Required task →
Please pull out every line in the items below that contains the word "television", and copy each of those lines in full.

Data lines →
>>>>

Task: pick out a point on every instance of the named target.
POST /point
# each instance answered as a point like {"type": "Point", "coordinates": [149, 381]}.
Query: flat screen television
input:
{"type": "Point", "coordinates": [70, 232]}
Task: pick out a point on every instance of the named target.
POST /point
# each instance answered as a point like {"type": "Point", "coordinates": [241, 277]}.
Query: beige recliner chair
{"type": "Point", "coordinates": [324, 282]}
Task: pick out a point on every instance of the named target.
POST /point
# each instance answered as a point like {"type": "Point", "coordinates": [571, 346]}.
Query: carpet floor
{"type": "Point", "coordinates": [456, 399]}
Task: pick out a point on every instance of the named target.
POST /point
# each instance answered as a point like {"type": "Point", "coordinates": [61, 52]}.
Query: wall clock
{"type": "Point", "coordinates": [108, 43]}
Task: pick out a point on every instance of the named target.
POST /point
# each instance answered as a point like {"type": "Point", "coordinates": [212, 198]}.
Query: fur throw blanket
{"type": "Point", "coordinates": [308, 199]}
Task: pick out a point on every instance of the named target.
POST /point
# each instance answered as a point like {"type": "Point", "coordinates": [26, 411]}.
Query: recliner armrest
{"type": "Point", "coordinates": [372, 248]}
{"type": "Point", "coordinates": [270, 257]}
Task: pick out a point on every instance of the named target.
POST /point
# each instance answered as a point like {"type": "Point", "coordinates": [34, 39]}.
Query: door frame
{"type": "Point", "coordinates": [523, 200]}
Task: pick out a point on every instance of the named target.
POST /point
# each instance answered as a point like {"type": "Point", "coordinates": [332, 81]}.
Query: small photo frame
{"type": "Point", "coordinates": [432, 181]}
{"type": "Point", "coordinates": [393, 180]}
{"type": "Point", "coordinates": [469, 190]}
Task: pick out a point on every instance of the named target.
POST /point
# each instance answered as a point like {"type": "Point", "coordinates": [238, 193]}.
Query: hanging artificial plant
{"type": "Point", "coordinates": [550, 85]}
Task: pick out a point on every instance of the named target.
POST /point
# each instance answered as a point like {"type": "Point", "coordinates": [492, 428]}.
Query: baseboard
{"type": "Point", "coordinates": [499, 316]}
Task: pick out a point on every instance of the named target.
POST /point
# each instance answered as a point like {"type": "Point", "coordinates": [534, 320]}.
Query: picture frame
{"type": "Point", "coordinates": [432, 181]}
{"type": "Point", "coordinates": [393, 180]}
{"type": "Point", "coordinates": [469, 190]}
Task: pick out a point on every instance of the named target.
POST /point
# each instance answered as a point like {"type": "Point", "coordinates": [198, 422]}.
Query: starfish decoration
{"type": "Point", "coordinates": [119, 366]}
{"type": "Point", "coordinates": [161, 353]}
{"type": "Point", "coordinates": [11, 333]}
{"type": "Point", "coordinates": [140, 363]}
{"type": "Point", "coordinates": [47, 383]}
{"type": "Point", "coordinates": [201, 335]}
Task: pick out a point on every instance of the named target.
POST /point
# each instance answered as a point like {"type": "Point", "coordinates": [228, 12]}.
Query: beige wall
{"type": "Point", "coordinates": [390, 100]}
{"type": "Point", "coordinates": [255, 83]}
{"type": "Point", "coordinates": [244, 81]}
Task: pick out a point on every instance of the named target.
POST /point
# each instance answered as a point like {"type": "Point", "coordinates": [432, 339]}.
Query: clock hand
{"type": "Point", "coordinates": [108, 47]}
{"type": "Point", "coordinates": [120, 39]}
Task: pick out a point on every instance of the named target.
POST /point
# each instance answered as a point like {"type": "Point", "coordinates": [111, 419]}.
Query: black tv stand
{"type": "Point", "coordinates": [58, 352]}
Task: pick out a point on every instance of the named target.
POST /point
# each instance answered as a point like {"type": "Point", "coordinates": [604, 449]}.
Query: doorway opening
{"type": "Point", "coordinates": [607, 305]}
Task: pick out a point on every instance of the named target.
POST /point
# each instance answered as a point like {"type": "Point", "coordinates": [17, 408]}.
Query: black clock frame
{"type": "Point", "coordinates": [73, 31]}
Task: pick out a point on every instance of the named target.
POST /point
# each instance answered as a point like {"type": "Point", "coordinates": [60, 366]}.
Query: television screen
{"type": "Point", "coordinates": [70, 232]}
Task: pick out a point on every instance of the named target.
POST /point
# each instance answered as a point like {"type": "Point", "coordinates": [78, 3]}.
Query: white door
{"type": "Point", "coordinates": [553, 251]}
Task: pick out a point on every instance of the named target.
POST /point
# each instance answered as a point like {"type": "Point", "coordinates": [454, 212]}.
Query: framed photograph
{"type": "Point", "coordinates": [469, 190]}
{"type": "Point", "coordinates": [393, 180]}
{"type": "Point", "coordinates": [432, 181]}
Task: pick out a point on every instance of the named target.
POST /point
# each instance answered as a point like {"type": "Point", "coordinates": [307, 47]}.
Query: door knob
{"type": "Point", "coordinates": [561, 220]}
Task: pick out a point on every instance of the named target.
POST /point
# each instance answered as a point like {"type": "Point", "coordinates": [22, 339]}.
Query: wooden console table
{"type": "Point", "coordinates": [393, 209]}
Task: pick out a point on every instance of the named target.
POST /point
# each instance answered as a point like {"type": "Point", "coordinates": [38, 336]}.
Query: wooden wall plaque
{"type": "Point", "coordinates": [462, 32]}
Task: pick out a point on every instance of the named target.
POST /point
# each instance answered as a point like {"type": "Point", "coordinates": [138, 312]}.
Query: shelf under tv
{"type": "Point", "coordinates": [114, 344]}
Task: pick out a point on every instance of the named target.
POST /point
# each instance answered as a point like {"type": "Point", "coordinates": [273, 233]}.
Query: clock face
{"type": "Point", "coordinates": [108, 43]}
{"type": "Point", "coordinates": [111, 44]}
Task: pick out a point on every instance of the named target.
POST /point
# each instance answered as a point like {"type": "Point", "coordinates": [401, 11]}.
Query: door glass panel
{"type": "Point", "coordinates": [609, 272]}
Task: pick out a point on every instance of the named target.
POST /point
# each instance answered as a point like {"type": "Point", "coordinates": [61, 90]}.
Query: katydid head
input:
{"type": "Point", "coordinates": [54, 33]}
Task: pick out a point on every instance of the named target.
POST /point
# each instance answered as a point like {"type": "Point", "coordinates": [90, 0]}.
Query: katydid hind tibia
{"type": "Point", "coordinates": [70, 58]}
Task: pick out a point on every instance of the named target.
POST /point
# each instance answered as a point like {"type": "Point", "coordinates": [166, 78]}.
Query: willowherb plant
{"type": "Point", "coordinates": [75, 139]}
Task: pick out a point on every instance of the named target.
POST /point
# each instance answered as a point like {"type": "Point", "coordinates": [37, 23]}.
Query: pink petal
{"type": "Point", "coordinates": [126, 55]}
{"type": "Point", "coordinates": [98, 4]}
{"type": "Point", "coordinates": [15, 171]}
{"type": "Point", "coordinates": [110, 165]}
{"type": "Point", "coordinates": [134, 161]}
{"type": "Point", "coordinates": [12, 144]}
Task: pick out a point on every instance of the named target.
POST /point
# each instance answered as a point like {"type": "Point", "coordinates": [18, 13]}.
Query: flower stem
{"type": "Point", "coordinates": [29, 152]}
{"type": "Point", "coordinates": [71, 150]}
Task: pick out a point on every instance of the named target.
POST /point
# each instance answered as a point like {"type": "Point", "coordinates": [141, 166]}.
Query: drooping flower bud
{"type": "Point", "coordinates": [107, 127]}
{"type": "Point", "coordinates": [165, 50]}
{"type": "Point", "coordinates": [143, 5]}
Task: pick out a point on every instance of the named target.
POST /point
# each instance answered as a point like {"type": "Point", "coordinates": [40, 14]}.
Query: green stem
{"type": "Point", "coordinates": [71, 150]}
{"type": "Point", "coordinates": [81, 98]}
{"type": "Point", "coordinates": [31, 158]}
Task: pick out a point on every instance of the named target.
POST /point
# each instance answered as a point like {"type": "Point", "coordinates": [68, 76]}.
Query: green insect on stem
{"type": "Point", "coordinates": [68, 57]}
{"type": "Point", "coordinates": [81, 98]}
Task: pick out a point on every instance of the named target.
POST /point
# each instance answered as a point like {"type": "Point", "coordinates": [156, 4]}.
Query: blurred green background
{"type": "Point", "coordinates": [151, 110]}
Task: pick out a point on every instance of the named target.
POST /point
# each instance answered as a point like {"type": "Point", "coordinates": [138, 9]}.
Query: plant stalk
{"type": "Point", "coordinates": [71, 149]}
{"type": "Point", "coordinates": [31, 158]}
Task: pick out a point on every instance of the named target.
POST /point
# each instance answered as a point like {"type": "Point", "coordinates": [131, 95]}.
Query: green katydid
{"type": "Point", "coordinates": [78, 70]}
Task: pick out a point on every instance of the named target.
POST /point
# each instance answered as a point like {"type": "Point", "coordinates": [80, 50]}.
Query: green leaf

<<<<

Result →
Query: flat screen television
Query: television screen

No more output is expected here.